PROBLEM. Every line containing "dark" should be identified and copied from the data below.

RECORDS FOR THE TASK.
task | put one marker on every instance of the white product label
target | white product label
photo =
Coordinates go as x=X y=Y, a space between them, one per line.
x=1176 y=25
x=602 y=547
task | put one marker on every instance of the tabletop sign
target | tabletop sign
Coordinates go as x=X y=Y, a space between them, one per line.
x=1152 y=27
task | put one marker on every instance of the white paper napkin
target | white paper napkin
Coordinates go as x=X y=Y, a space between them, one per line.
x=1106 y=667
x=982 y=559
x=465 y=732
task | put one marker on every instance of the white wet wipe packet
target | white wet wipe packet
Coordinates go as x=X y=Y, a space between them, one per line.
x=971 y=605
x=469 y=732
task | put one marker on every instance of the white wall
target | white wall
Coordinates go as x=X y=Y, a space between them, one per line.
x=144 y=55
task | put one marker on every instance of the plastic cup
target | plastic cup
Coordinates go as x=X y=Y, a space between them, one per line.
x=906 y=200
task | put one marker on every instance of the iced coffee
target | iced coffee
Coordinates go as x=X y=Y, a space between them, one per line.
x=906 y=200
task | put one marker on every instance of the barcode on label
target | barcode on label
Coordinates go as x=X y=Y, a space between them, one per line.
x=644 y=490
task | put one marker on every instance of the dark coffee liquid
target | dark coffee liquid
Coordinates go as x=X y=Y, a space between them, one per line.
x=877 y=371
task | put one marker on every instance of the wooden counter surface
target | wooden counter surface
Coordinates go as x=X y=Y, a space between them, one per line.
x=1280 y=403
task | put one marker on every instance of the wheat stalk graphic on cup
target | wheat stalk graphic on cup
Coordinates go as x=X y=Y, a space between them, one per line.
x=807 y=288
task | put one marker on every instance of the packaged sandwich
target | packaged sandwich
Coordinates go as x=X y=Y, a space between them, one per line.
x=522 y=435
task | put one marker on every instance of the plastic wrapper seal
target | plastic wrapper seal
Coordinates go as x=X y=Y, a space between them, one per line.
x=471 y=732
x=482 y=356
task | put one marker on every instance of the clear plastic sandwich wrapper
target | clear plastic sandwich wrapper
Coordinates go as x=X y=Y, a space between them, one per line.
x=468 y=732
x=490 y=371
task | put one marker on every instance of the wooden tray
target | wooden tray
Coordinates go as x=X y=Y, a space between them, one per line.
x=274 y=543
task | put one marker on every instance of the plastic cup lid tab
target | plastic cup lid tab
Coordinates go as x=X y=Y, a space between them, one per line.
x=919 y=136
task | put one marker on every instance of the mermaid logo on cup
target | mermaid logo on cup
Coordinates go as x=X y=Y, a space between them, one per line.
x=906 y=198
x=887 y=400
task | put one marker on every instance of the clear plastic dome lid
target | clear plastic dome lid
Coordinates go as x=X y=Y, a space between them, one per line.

RESULT.
task | put one marker on every instance of the dark coffee liquid
target | dark coffee liquid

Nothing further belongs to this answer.